RAW DATA:
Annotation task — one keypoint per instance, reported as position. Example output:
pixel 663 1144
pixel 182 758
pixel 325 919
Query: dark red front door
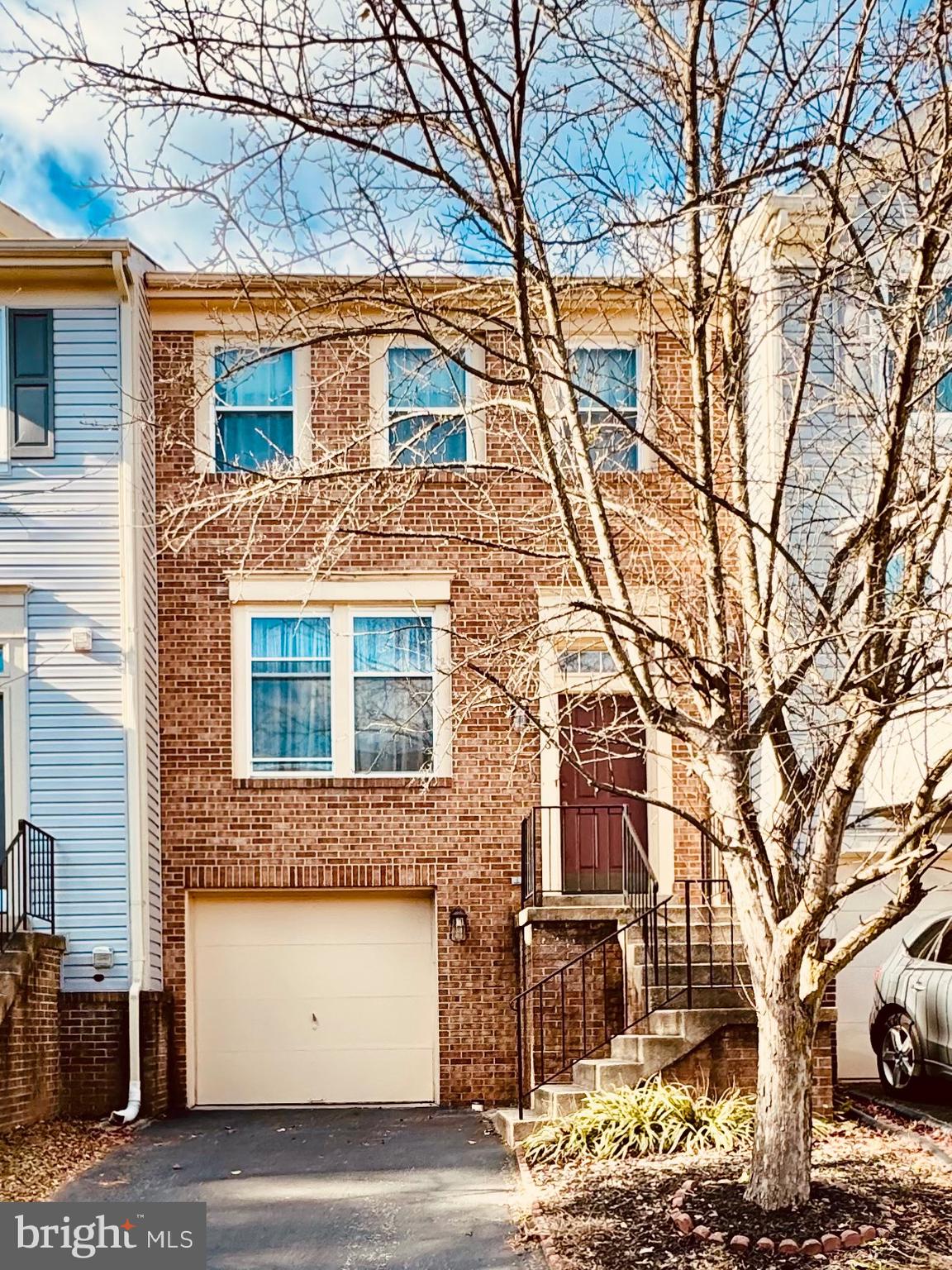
pixel 602 746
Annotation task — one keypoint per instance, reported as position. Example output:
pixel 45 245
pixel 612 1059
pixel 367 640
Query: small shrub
pixel 654 1118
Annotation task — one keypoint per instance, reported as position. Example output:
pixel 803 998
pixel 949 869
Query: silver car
pixel 911 1024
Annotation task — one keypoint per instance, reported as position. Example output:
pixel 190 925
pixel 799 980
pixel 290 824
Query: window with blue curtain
pixel 291 700
pixel 608 398
pixel 426 407
pixel 393 694
pixel 254 408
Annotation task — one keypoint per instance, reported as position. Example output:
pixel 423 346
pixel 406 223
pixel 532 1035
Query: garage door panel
pixel 265 968
pixel 322 919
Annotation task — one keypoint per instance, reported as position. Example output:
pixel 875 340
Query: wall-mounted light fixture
pixel 459 924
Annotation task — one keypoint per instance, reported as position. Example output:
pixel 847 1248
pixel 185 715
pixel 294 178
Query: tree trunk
pixel 779 1167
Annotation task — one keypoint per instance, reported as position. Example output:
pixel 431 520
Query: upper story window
pixel 30 383
pixel 254 405
pixel 347 691
pixel 426 408
pixel 254 408
pixel 588 661
pixel 608 400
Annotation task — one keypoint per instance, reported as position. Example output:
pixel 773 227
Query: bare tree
pixel 767 187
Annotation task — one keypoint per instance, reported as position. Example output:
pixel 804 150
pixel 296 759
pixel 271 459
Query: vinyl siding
pixel 60 532
pixel 149 659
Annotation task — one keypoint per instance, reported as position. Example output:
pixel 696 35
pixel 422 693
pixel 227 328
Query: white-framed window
pixel 591 662
pixel 426 405
pixel 341 690
pixel 254 405
pixel 607 380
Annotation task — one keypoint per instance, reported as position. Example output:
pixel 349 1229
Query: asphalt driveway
pixel 343 1189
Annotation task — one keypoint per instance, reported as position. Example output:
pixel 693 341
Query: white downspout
pixel 131 611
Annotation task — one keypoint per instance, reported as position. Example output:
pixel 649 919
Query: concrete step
pixel 608 1073
pixel 511 1127
pixel 556 1100
pixel 648 1051
pixel 702 997
pixel 703 974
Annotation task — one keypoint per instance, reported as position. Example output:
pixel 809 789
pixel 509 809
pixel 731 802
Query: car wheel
pixel 899 1057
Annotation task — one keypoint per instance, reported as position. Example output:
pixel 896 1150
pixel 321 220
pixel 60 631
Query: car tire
pixel 899 1056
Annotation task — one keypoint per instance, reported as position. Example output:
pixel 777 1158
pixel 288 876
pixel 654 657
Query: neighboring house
pixel 79 765
pixel 355 884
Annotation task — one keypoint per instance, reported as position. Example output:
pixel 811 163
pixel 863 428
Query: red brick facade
pixel 30 1053
pixel 457 836
pixel 66 1053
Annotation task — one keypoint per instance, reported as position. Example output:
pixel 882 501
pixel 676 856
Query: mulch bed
pixel 616 1215
pixel 37 1160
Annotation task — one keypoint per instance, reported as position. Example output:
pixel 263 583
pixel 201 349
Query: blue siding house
pixel 79 755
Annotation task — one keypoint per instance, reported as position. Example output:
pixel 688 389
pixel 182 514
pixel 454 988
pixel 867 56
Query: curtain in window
pixel 393 694
pixel 246 379
pixel 291 694
pixel 612 383
pixel 424 389
pixel 254 418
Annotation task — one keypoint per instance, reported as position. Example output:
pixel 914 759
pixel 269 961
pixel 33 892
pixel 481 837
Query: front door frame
pixel 555 684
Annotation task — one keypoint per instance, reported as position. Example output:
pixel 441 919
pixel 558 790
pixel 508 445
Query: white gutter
pixel 130 568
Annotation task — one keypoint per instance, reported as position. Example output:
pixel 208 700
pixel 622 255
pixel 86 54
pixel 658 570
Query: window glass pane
pixel 588 661
pixel 418 441
pixel 615 448
pixel 393 646
pixel 291 723
pixel 291 694
pixel 284 639
pixel 393 724
pixel 253 438
pixel 610 374
pixel 243 379
pixel 423 379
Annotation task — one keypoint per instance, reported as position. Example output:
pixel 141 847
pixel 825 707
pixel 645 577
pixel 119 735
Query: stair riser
pixel 551 1104
pixel 702 999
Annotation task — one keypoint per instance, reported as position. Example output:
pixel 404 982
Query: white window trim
pixel 474 356
pixel 13 685
pixel 341 686
pixel 206 348
pixel 640 346
pixel 5 413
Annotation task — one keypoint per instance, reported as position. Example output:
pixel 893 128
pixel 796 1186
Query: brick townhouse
pixel 364 857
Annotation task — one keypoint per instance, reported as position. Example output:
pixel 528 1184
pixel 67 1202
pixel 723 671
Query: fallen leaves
pixel 38 1158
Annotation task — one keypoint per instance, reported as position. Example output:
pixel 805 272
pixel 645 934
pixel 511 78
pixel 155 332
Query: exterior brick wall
pixel 729 1061
pixel 94 1052
pixel 459 836
pixel 554 944
pixel 30 1054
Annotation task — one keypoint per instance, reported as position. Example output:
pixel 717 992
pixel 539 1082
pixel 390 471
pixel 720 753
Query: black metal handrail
pixel 599 852
pixel 575 1011
pixel 27 883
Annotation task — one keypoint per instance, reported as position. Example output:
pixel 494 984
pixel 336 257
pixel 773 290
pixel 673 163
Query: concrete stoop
pixel 670 1035
pixel 17 962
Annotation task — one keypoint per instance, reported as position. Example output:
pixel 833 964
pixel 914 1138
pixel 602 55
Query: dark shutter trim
pixel 30 348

STATED GOAL:
Write the material out again exactly as it appears, dropping the pictures.

TASK OUTPUT:
Annotation task — one keypoint per instance, reported as position. Example output:
pixel 663 1144
pixel 182 758
pixel 325 919
Query: dark red front door
pixel 602 746
Annotation task — one keypoint per instance, reported as position. Example output:
pixel 45 245
pixel 612 1059
pixel 367 640
Query: small shrub
pixel 654 1118
Annotation task — one keypoint per instance, reported as position. Example output:
pixel 803 998
pixel 949 869
Query: silver car
pixel 911 1024
Annotation task — one keypoint per instance, reported as position. Example output:
pixel 190 925
pixel 799 980
pixel 290 824
Query: window with blue curtain
pixel 291 700
pixel 608 398
pixel 426 407
pixel 393 694
pixel 254 408
Annotation task — one keypoint per instance, reported as position. Example output:
pixel 423 346
pixel 406 223
pixel 532 1035
Query: garage door panel
pixel 265 968
pixel 322 919
Annotation task — one keypoint per instance, reported as position. Example output:
pixel 875 340
Query: wall-mounted light fixture
pixel 459 924
Annotation task — one keypoint per instance, reported as position. Example output:
pixel 847 1248
pixel 185 715
pixel 294 178
Query: tree trunk
pixel 779 1167
Annotation task — one keypoint per instance, reported as position. Example output:
pixel 431 520
Query: upper story window
pixel 30 383
pixel 254 405
pixel 347 691
pixel 426 408
pixel 254 408
pixel 588 661
pixel 608 400
Annotation task — one keypoint per instance, reported as position. Example output:
pixel 773 227
Query: bare tree
pixel 767 187
Annotation task — one keypoint per instance, reported as position. Example output:
pixel 804 150
pixel 296 759
pixel 271 459
Query: vinyl siding
pixel 60 532
pixel 149 659
Annotation task — one keypoint per instance, reported as position. Example output:
pixel 696 35
pixel 422 693
pixel 227 328
Query: white-framed window
pixel 591 662
pixel 426 405
pixel 341 690
pixel 254 405
pixel 607 380
Annotation task — one keypoint per instance, reported as position. Example output:
pixel 349 1229
Query: asphalt driveway
pixel 343 1189
Annotation task — one keypoint per instance, reported as position. Example output:
pixel 693 341
Query: white downspout
pixel 131 611
Annotation task — one keypoint per instance, reported as position. Example output:
pixel 649 919
Query: concrete step
pixel 608 1073
pixel 511 1127
pixel 556 1100
pixel 648 1051
pixel 702 997
pixel 703 974
Annotation task — one keypoint per instance, reported as position. Example output:
pixel 809 789
pixel 509 809
pixel 731 802
Query: car wheel
pixel 899 1057
Annotation task — one keypoint per instance, reported as position. Example output:
pixel 896 1150
pixel 321 220
pixel 60 631
Query: car tire
pixel 899 1056
Annotation task — one keypoint per instance, reported as position. Example output:
pixel 777 1158
pixel 288 876
pixel 654 657
Query: neighboring house
pixel 79 765
pixel 355 884
Annotation task — one keypoint per instance, reported as position. Example output:
pixel 811 163
pixel 863 428
Query: red brick facade
pixel 30 1053
pixel 457 836
pixel 66 1053
Annotation task — one keypoint per instance, reported as position. Example output:
pixel 882 501
pixel 676 856
Query: mulch bed
pixel 616 1215
pixel 37 1160
Annotation task — one keypoint per instance, reported as position. Example output:
pixel 263 583
pixel 201 349
Query: blue siding house
pixel 79 755
Annotation task — one keypoint per instance, reported as position. Example output:
pixel 688 389
pixel 182 514
pixel 454 988
pixel 867 56
Query: curtain in window
pixel 393 694
pixel 246 379
pixel 291 694
pixel 612 383
pixel 424 389
pixel 254 418
Annotation task — one keypoint per instance, reported as position. Example output:
pixel 914 759
pixel 269 961
pixel 33 892
pixel 481 837
Query: front door frame
pixel 555 684
Annotation task — one keypoint per instance, reported as position. Example output:
pixel 441 919
pixel 558 790
pixel 508 445
Query: white gutter
pixel 130 568
Annotation task — one keypoint per instance, reported as position. Example output:
pixel 208 700
pixel 622 255
pixel 86 54
pixel 658 570
Query: window glass pane
pixel 588 661
pixel 418 441
pixel 615 448
pixel 393 646
pixel 291 723
pixel 291 694
pixel 284 639
pixel 393 724
pixel 253 438
pixel 610 374
pixel 243 379
pixel 423 379
Annotation task — one keypoint per instance, reported as position. Example output:
pixel 141 847
pixel 825 707
pixel 645 577
pixel 119 735
Query: stair riser
pixel 551 1104
pixel 702 999
Annotation task — one keypoint per instance, reported as position. Example output:
pixel 404 982
Query: white window trim
pixel 474 356
pixel 13 685
pixel 341 686
pixel 206 348
pixel 640 346
pixel 5 413
Annotation task — one keypoint per instance, reported as position. Example output:
pixel 893 128
pixel 796 1186
Query: brick townhouse
pixel 364 857
Annotation task — one keypoint per instance, reported as position. Example output:
pixel 528 1184
pixel 67 1202
pixel 723 671
Query: fallen leaves
pixel 38 1158
Annotation task — one keypoint per instance, reported as position. Example output:
pixel 805 272
pixel 645 934
pixel 511 78
pixel 155 332
Query: exterior brick wall
pixel 729 1061
pixel 94 1052
pixel 459 836
pixel 554 944
pixel 30 1054
Annotation task — one keypoint per instance, reported as position. Example output:
pixel 717 992
pixel 539 1082
pixel 390 471
pixel 720 753
Query: black metal handrail
pixel 599 852
pixel 575 1011
pixel 27 883
Annotation task — one keypoint per instance, reported as position. Example output:
pixel 494 984
pixel 336 257
pixel 773 290
pixel 673 163
Query: concrete stoop
pixel 670 1035
pixel 17 962
Annotation task — one keypoint per instance, reported as position. Example output:
pixel 833 964
pixel 914 1138
pixel 602 55
Query: dark shutter trim
pixel 30 348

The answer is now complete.